__DIRECTIVE 1__
In the excerpt, shorten the paragraph that begins "I found data for state birth rates" into a short bulleted list that keeps its main facts.

__EXCERPT__
+===+

I found data for state birth rates in 2021 from World Population Review to continue with this visualization. I also downloaded a shape file from census.gov.
library(sf)
states <- read_sf("~/Desktop/Summer A 2023/Data Viz/Projects/Ely_dataviz_mini-project_02/data/cb_2018_us_state_20m/cb_2018_us_state_20m.shp")
birth_rates <- spatial_births %>%
select(state, cdc2021Births) %>%
rename(births=cdc2021Births) %>%
rename(NAME=state)
To merge the shapefile and the data, I had to select and rename the variables to match up.
state_data <- left_join(states, birth_rates, by="NAME")
map_limits <- st_crs("+proj=aea +lat_1=29.5 +lat_2=45.5 +lat_0=37.5 +lon_0=-96")
state_data %>% ggplot() +
geom_sf(aes(fill=births), color="white") +
coord_sf(crs=map_limits) +
scale_fill_gradient(low="lightgreen", high="sienna2", name="Birth Rate", labels=scales::comma) +
theme_void() +
theme(legend.position="bottom",
legend.key.size=unit(1, 'cm'),
legend.key.height=unit(0.5, 'cm'),
legend.key.width=unit(1.5, 'cm'),
plot.title=element_text(face="bold", size=12)) +
labs(title="Birth Rates Across the US", subtitle="2021") +
scale_y_continuous(labels=comma)

+===+

__MATERIALS PROVIDED__
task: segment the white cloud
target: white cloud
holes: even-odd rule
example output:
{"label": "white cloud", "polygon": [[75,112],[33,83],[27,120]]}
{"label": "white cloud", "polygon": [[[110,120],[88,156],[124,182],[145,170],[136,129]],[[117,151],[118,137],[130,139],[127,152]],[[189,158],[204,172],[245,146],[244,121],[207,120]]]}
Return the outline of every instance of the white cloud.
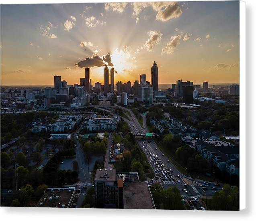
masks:
{"label": "white cloud", "polygon": [[156,20],[163,22],[178,18],[182,13],[180,4],[176,2],[135,2],[131,5],[133,10],[132,16],[137,22],[142,10],[148,6],[157,12]]}
{"label": "white cloud", "polygon": [[79,45],[79,46],[80,47],[93,47],[93,44],[90,41],[88,41],[88,42],[82,41]]}
{"label": "white cloud", "polygon": [[99,25],[104,25],[106,24],[106,22],[103,20],[98,20],[93,16],[86,17],[85,21],[86,25],[90,28],[94,28]]}
{"label": "white cloud", "polygon": [[200,37],[198,37],[195,39],[194,41],[201,41],[201,39],[202,39],[202,38],[201,38]]}
{"label": "white cloud", "polygon": [[67,19],[63,24],[65,30],[68,31],[70,31],[73,27],[75,26],[74,22],[76,20],[76,19],[74,16],[71,16],[70,18],[72,21]]}
{"label": "white cloud", "polygon": [[111,2],[105,3],[105,10],[113,12],[116,11],[119,13],[123,12],[127,5],[127,2]]}
{"label": "white cloud", "polygon": [[180,35],[172,36],[170,41],[167,43],[166,47],[162,49],[162,55],[165,53],[168,55],[172,54],[178,45],[180,44],[181,38]]}
{"label": "white cloud", "polygon": [[71,16],[70,17],[70,18],[71,18],[71,19],[72,19],[74,22],[76,21],[76,18],[74,16]]}
{"label": "white cloud", "polygon": [[143,45],[141,49],[145,49],[148,51],[152,51],[154,45],[157,45],[161,42],[162,39],[162,34],[160,31],[150,30],[147,32],[149,39]]}
{"label": "white cloud", "polygon": [[188,34],[186,33],[185,34],[185,35],[184,35],[184,37],[183,37],[183,41],[188,41],[189,38],[190,38],[190,37],[192,35],[192,34]]}
{"label": "white cloud", "polygon": [[54,27],[53,25],[50,22],[48,22],[48,26],[45,26],[43,27],[42,25],[40,25],[40,31],[41,33],[41,35],[47,37],[48,39],[57,39],[57,36],[54,34],[53,34],[50,32],[52,28],[57,28],[57,26]]}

+===+

__DIRECTIVE 2__
Render every line of the listing above as a numbered list, skipping blank lines and leaving the picture out.

__CORRECT RESPONSE 1__
- Data: state birth rates for 2021, from World Population Review, used to continue the visualization
- Shape file: downloaded from census.gov

__CORRECT RESPONSE 2__
1. task: segment the white cloud
2. target: white cloud
3. holes: even-odd rule
4. example output:
5. {"label": "white cloud", "polygon": [[75,112],[33,83],[27,120]]}
6. {"label": "white cloud", "polygon": [[[110,120],[88,156],[124,182],[145,170],[136,129]],[[117,151],[118,137],[130,139],[127,152]],[[189,158],[204,172],[245,146],[244,121],[207,120]]]}
7. Return the outline of every instance of the white cloud.
8. masks:
9. {"label": "white cloud", "polygon": [[156,20],[163,22],[178,18],[182,13],[180,4],[176,2],[135,2],[131,5],[133,10],[132,16],[137,22],[142,10],[148,6],[157,12]]}
10. {"label": "white cloud", "polygon": [[79,45],[79,46],[80,47],[93,47],[93,44],[90,41],[88,41],[88,42],[82,41]]}
11. {"label": "white cloud", "polygon": [[99,25],[104,25],[106,24],[106,22],[103,20],[98,20],[93,16],[86,17],[85,21],[86,25],[90,28],[94,28]]}
12. {"label": "white cloud", "polygon": [[200,37],[198,37],[195,39],[194,41],[201,41],[201,39],[202,39],[202,38],[201,38]]}
13. {"label": "white cloud", "polygon": [[67,19],[63,24],[65,30],[68,31],[70,31],[73,27],[75,26],[74,22],[76,20],[76,19],[74,16],[71,16],[70,18],[72,21]]}
14. {"label": "white cloud", "polygon": [[111,2],[105,3],[105,10],[113,12],[116,11],[119,13],[123,12],[127,5],[127,2]]}
15. {"label": "white cloud", "polygon": [[180,35],[172,36],[170,41],[167,43],[166,47],[162,49],[162,55],[165,53],[168,55],[172,54],[178,45],[180,44],[181,38]]}
16. {"label": "white cloud", "polygon": [[71,16],[70,17],[70,18],[71,18],[71,19],[72,19],[74,22],[76,21],[76,18],[74,16]]}
17. {"label": "white cloud", "polygon": [[143,45],[141,49],[145,49],[148,51],[152,51],[154,45],[157,45],[161,42],[162,39],[162,34],[160,31],[150,30],[147,32],[149,39]]}
18. {"label": "white cloud", "polygon": [[188,34],[186,33],[185,34],[185,35],[184,35],[184,37],[183,37],[183,41],[188,41],[189,38],[190,38],[190,37],[192,35],[192,34]]}
19. {"label": "white cloud", "polygon": [[54,27],[53,25],[50,22],[48,22],[48,26],[45,26],[43,27],[42,25],[40,25],[40,31],[41,33],[41,35],[47,37],[48,39],[57,39],[57,36],[54,34],[53,34],[50,32],[52,28],[57,28],[57,26]]}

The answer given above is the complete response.